** Kutipan Sumber **
.....

Kedua, aktivitas investasi dilakukan lebih didasarkan pada motifasi social yaitu membantu sebagian masyarakat yang tidak memiliki modal namun memiliki kemampuan berupa keahlian (skill) dalam menjalankan usaha, baik dilakukan dengan bersyarikat (musyarakah) maupun dengan berbagi hasil (mudharabah). Jadi dapat dikatakan bahwa investasi dalam Islam bukan hanya dipengaruhi factor keuntungan materi, tapi juga sangat dipengaruhi oleh factor syariah (kepatuhan pada ketentuan syariah) dan factor sosial (kemashlahatan ummat).

.....

Entri anotasi titik pada gambar
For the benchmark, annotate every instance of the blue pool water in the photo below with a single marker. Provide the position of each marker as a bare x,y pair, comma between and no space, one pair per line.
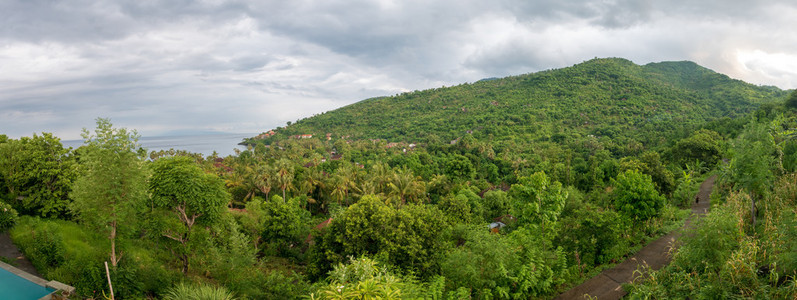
13,287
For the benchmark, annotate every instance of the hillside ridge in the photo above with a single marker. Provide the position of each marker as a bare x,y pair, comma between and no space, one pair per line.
590,98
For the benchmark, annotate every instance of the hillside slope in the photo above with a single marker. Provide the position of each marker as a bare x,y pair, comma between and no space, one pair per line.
602,97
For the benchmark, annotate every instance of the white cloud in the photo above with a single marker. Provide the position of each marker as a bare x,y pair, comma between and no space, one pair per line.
249,66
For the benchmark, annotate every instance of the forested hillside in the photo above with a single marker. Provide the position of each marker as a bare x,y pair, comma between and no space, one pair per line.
550,178
602,97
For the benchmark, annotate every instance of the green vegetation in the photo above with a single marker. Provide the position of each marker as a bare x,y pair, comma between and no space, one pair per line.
745,247
550,178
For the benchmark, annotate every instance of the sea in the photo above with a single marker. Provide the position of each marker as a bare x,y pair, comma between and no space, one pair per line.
223,143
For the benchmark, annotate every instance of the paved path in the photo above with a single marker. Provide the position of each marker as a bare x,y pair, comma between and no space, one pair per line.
9,250
607,285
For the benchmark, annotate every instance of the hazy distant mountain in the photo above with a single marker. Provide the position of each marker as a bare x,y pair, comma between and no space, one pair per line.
610,97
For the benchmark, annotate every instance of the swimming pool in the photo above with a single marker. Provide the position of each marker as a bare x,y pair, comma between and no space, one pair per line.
15,287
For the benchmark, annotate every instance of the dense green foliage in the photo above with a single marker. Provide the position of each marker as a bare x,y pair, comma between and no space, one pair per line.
112,183
36,175
602,97
744,247
550,176
8,216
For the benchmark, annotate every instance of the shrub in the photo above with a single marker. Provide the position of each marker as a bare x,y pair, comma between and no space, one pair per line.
183,291
636,196
8,216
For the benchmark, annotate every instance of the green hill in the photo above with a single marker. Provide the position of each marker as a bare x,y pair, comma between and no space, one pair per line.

.....

** Tujuan A **
Selain faktor keuntungan materi, faktor apa saja yang disebut memengaruhi investasi dalam Islam menurut kutipan tentang investasi dalam Islam?
** Tujuan B **
Ketik ulang bagian kutipan tentang investasi dalam Islam di antara "Kedua, aktivitas investasi" dan "sosial (kemashlahatan ummat).", termasuk kedua bagian itu.
** Tujuan C **
Lanjutkan kutipan tentang investasi dalam Islam mulai sesudah kalimat terakhirnya.

** Jawaban Tertulis A **
Faktor syariah (kepatuhan pada ketentuan syariah) dan faktor sosial (kemaslahatan umat).

** Jawaban Tertulis B **
Kedua, aktivitas investasi dilakukan lebih didasarkan pada motifasi social yaitu membantu sebagian masyarakat yang tidak memiliki modal namun memiliki kemampuan berupa keahlian (skill) dalam menjalankan usaha, baik dilakukan dengan bersyarikat (musyarakah) maupun dengan berbagi hasil (mudharabah). Jadi dapat dikatakan bahwa investasi dalam Islam bukan hanya dipengaruhi factor keuntungan materi, tapi juga sangat dipengaruhi oleh factor syariah (kepatuhan pada ketentuan syariah) dan factor sosial (kemashlahatan ummat).

** Jawaban Tertulis C **
Melihat praktek ekonomi kontemporer, definisi investasi cenderung meluas dari definisi orisinilnya. Definisi investasi kini juga digunakan dalam menggambarkan aktivitas penanaman sejumlah capital dalam pasar keuangan konvensional, dimana aktivitasnya berbeda jauh dengan maksud yang terkandung dalam kata investasi itu sendiri yang biasa digunakan dalam sector riil.[1]

Masuk pada makna investasi di sector keuangan tentu aktivitas ini lebih dekat dengan motivasi spekulasi dan capital gain. Prilaku investasi seperti ini tentu akan memberikan wajah atau corak ekonomi yang berbeda, bahkan konsekwensi terhadap interaksi dalam mekanisme ekonomi juga akan sangat berbeda dengan sistem ekonomi non-spekulasi (syariah). Dan yang pasti teori-teori yang terbangun dari analisa prilaku dan kecenderungan dalam mekanisme perekonomian konvensional tentu akan berbeda dengan perekonomian Islam (atau bahkan bertolak belakang). Jadi perlu ditegaskan kembali, bahwa dalam perekonomian Islam spekulasi dalam segala bentuknya atau menanamkan dana atas motif profit atau return dalam bentuk bunga (interest rate) bukanlah investasi!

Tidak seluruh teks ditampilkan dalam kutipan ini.